GIVEN TASK = Send back the records in full, character for character.

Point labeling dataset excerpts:

· · · · · · ·

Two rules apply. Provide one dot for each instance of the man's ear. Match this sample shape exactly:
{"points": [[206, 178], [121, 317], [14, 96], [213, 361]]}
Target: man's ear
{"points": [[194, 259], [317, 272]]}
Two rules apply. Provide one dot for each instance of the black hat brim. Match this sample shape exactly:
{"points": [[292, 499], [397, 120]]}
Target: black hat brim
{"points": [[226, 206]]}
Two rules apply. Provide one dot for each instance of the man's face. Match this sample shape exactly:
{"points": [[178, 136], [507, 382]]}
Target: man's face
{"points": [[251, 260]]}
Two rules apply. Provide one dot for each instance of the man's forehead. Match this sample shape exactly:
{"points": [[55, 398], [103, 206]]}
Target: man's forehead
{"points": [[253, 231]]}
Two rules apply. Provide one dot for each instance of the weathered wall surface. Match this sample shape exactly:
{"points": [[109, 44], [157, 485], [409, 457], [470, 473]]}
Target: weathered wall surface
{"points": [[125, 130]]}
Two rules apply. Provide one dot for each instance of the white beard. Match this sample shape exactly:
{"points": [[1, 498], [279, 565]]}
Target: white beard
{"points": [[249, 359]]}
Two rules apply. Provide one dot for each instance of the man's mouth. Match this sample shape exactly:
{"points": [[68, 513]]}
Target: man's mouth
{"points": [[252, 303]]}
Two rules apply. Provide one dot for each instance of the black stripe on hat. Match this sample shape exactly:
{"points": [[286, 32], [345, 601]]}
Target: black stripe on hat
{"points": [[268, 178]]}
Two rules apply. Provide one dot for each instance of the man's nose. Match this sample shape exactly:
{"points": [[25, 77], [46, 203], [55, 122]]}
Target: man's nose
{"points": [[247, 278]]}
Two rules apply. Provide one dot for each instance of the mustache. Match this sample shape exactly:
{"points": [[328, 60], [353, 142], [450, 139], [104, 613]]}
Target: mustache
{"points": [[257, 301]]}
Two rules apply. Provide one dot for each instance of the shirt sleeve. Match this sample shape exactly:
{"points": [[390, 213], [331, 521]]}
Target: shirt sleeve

· · · · · · ·

SOLVED EXERCISE =
Two rules apply. Provide one dot for each instance of the man's ear. Match this sample shape exactly:
{"points": [[206, 178], [121, 317], [14, 96], [213, 361]]}
Target: man's ear
{"points": [[194, 259], [317, 272]]}
Two rules apply. Provide one dot for each instance of the black hat brim. Match this sample shape exactly:
{"points": [[292, 499], [397, 120]]}
Target: black hat brim
{"points": [[226, 206]]}
Two rules apply. Provide one dot for each instance of the man's face. Match this sample shape exactly:
{"points": [[178, 136], [507, 382]]}
Target: man's face
{"points": [[251, 260]]}
Two rules apply. Provide one dot for each instance of the man's forehead. Match this sample shape exactly:
{"points": [[55, 398], [103, 206]]}
Target: man's forehead
{"points": [[253, 231]]}
Two rules apply. Provide one dot for each instance of the weathered wall surface. Match this sample shape exactly:
{"points": [[109, 44], [157, 485], [409, 457], [470, 473]]}
Target: weathered wall surface
{"points": [[125, 130]]}
Two rules apply. Provide one dot for each instance of the white beard. Match this sample shape exactly:
{"points": [[1, 498], [279, 565]]}
Target: white beard
{"points": [[249, 359]]}
Two rules apply. Provide one dot for each instance of the man's mouth. Match this sample shape exactly:
{"points": [[68, 513]]}
Target: man's mouth
{"points": [[252, 303]]}
Two rules apply. Provide one dot for each instance of the black stripe on hat. Match this sample shape exactly:
{"points": [[286, 32], [345, 601]]}
Target: black stripe on hat
{"points": [[268, 178]]}
Two rules apply. Provide one dot for each instance of the man's nose. Match this sample shape exactly:
{"points": [[25, 77], [46, 203], [55, 122]]}
Target: man's nose
{"points": [[247, 278]]}
Two rules apply. Provide one dot for each instance of the mustache. Match this sample shape exactly:
{"points": [[328, 60], [353, 142], [450, 139], [104, 613]]}
Target: mustache
{"points": [[257, 301]]}
Two rules apply. Provide one dot for each instance of the shirt sleeve. Match this sample shape exactly:
{"points": [[390, 213], [331, 521]]}
Target: shirt sleeve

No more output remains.